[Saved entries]

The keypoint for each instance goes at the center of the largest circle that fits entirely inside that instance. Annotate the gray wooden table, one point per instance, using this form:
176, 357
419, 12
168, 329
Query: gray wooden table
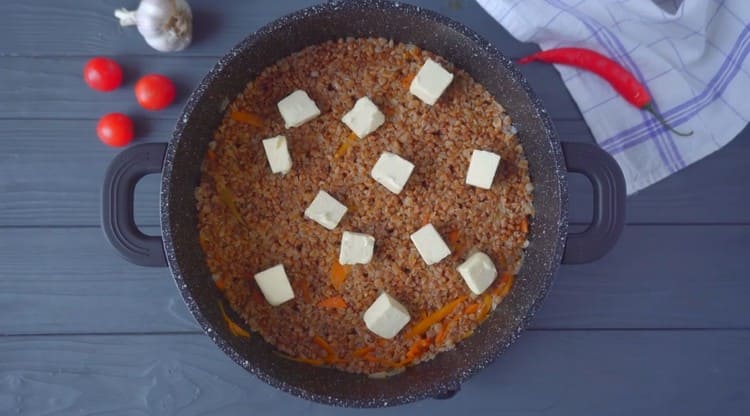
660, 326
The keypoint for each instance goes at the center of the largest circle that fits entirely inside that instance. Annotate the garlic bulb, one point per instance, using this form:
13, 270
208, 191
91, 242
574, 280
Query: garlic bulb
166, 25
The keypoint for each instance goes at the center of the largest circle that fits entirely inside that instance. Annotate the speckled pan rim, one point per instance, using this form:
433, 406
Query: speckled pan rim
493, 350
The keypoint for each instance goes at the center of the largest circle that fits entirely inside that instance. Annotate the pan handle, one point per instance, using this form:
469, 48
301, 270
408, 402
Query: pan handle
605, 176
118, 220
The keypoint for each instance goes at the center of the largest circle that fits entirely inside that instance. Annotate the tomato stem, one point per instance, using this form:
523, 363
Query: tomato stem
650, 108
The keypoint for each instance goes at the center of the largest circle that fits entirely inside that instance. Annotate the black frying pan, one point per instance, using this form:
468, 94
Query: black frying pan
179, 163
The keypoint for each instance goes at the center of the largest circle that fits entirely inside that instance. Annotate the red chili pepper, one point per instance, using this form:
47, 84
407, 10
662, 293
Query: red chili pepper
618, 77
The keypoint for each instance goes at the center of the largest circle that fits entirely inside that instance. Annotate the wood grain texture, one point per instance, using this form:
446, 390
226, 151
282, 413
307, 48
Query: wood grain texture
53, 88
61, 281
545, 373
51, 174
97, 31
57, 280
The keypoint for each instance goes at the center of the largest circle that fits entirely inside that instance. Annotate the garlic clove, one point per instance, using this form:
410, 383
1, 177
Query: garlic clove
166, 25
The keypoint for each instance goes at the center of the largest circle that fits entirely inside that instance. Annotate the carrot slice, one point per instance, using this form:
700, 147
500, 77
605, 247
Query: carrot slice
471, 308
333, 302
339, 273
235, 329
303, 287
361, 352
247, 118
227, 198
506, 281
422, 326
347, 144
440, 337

▶ _What the task asks_: In your copy, include no pictures; print every line above exactly.

▶ _Expected output_:
The keypoint for each instance goes at the center of the largest circle that fits entirely inside that instance. Annotate the gray wooden table, one point per instance, using this form:
176, 357
419, 12
168, 329
Query: gray wooden table
660, 326
The keypoint for each instance goes at the center of the largest circle that fits entirely inside that instance. Annotate the garlic bulb, one point per instance, using this form:
13, 270
208, 191
91, 242
574, 280
Query: garlic bulb
166, 25
The keypoint for each instance goes at the center of the largest circle that fits entirely inside that instance. Annotate the speckled pan rim, one point per instance, using this form:
433, 406
Query: speckled pan rim
493, 350
The keypoint for each instance goes at the center of the largest circle that fits entirely inside that instance. Annotate the pan handle, one point per instance, using this form:
469, 48
301, 270
408, 402
Query: pan handle
605, 176
118, 220
The keypoint for each instance goes at the center of the largest circle that fits entirely inside that instance. Annotate the tomato stem, one point per instance, using this form:
523, 363
Query: tomato stem
650, 108
The keypoint for each instance goes at the center of the largest circle that fits entirely inside that instance. Annotate the black frying pan, one point per instance, using this form:
468, 94
Query: black frying pan
179, 163
The keypoint for each instance goes at the center of the largest circle that fits entirely inside that instance. Annotate the red chili pepper, one point per instance, using this form:
47, 84
407, 10
662, 293
Query: red chili pepper
618, 77
The keypoint for each instance goes at the center of the largest circle that fits entirely inside that instance. Annotate the wood grain texture, one point per instance, using this form:
446, 390
226, 151
282, 413
307, 48
Query: wood grain texture
53, 88
61, 281
545, 373
51, 174
97, 31
57, 280
The keypoint for each instance goes at the center of the largest circle that fits entirely inside that instance. Annotate the garlic clove, one point per instance, using this form:
410, 383
1, 177
Query: garlic clove
166, 25
The keypoint for each instance goes at the center of the largest circle that fits entirely inside that instance. Annotate the carrot slice, one point per instance, using this form:
700, 147
500, 77
605, 247
Query: carrot slice
471, 308
333, 302
339, 273
235, 329
303, 287
361, 352
247, 118
227, 198
506, 281
422, 326
347, 144
440, 337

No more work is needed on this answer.